Work task 1:
For each statement (a), (b) and (c), say whether it agrees with the account of fracking in Dimock, PA, below. Answer yes or no, and quote the words of the account that decide it.

(a) The writer's town sits on the border with Pennsylvania.
(b) Coterra Energy pleaded guilty to nine felonies.
(c) Coterra Energy will pay Dimock residents' water bills for 50 years.
Work task 2:
Pick up the account of fracking in Dimock, PA, after its final sentence and write what comes next.

I live in Broome County in New York’s Southern Tier. My town is on the border with Pennsylvania. During the early years of the fracking boom – technically, horizontal hydraulic fracturing with long laterals or shale gas drilling – I was involved with efforts to keep fracking out of New York and to support our PA neighbors who were being devastated by it. My main role was providing factual comments on articles in the media and reading research and articles to make sure I was accurate and up-to-date.
I also attended rallies, panels, and press events, with a bit of bird-dogging on the side. (Bird-dogging is the practice of showing up in places where a public official is speaking or visiting with signs for your cause in order to increase your visibility with the official and, if you’re lucky, the press. It is not illegal or disruptive.) Through these events, I heard from the people of Dimock, PA, which is about thirty miles south of my home, and their allies about the horrible environmental impacts and suffering that fracking was causing there.
Cabot Oil & Gas was the company that was drilling there at the time. In 2008, they contaminated the water supply but refused to take responsibility for the damage. The elected officials and Department of Environmental Protection did not intervene as they should have. Cabot did settle with some people whose homes were affected but with gag clauses that prevented them from saying anything about the situation, although the fact that some houses were torn down and that the lots were restricted from new construction spoke volumes. Meanwhile, other neighbors continued to live in houses without usable water, their properties basically unsaleable. Cabot was eventually restricted from further drilling in a nine square mile section of Dimock, but the damage had already been done.
Finally, on November 29, 2022, Coterra Energy, which includes what had been Cabot, pleaded no contest to a misdemeanor violation of the PA Clean Streams Law, even though they had originally been charged on fifteen counts, including nine felonies. They are ordered to pay $16 million for a water system to bring fresh water to Dimock, which, like many rural towns, has gotten its water from individual water wells. Coterra will also pay the water bills for 75 years for current and future residents.

Data supplied:
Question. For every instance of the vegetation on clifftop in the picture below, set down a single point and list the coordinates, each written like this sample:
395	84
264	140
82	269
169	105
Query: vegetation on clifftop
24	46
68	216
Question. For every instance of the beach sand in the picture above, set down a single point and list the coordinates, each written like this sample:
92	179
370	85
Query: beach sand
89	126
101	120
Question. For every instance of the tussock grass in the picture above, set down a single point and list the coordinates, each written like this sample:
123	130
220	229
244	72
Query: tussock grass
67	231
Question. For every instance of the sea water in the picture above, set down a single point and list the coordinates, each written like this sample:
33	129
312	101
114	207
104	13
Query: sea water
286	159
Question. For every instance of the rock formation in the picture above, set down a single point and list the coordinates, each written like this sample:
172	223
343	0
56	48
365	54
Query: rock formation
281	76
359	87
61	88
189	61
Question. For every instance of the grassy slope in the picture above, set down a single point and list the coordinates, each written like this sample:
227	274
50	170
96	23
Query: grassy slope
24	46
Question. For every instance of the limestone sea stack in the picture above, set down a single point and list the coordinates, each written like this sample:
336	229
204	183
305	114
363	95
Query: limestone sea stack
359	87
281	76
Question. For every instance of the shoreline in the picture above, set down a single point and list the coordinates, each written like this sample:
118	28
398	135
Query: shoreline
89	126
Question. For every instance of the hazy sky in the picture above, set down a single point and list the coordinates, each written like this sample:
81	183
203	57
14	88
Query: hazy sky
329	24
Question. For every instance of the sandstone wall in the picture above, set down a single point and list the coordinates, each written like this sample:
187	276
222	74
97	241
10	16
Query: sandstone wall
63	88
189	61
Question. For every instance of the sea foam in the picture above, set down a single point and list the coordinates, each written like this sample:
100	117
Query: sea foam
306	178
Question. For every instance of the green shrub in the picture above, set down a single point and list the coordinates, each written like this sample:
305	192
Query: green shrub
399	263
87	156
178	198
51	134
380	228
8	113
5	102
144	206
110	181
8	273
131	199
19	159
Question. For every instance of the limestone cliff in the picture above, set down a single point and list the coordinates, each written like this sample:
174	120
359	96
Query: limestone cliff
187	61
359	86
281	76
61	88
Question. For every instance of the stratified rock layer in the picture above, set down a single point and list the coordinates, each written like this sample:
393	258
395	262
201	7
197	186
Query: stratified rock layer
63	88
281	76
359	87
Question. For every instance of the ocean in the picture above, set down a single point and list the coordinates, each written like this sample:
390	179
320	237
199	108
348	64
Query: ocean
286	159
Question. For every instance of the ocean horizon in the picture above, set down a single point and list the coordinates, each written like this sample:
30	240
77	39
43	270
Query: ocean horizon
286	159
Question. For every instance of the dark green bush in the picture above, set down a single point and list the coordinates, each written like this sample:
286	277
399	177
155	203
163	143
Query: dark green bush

Response area 1:
(a) Yes: "My town is on the border with Pennsylvania."
(b) No: "pleaded no contest to a misdemeanor violation of the PA Clean Streams Law"
(c) No: "Coterra will also pay the water bills for 75 years for current and future residents."

Response area 2:
I found out about the plea from this video by area resident, fracktivist, and citizen-journalist Vera Scroggins. It shows the press conference from the courthouse. The main speaker is Josh Shapiro, current attorney general and governor-elect of Pennsylvania. His office brought the charges against Cabot in 2020, before the merger that formed Coterra. Also speaking is Victoria Switzer, a Dimock resident who has been a leading voice in the cry for justice. After the press conference, Vera includes clips from a rally at the courthouse, featuring more familiar faces and voices from the anti-fracking movement.
I appreciated seeing the people who fought so long and hard for some measure of justice for the affected residents of Dimock, even though it is fourteen years late. As Victoria Switzer pointed out in the news conference, some people have passed away in those years. Others were forced to move out of the area. The fractures among townsfolk may never be mended, as some who had leased their property for drilling became hostile toward those whose water was contaminated because Cabot had to stop drilling and, therefore, paying royalties.
I am sickened to learn this week that, on the same day the plea was entered, the Department of Environmental Protection changed the order regarding gas extraction in the nine square mile area in Dimock. While Coterra may not drill vertically in that area, they are now allowed to drill horizontal laterals into it. These miles-long laterals will be burrowing into the Marcellus shale from vertical wells outside the exclusion zone and then explosive charges will fracture the shale to release fossil methane and potentially other types of hydrocarbons. Theoretically, that methane is then collected from the well for use. In practice, though, some of it also migrates through the rock layers for thousands of feet where it can contaminate aquifers or even reach the surface and cause atmospheric pollution. Additionally, fracking can mobilize radon and other naturally occurring radioactive elements, as well as waste products from the fracking fluids and brine. I am dumbfounded that DEP is risking further pollution in Dimock when so many have already suffered so much.
Article I, Section 27 of the Pennsylvania Constitution states, “The people have a right to clean air, pure water, and to the preservation of the natural, scenic, historic and esthetic values of the environment.” It’s (past) time for the Pennsylvania government to honor that Constitutional provision.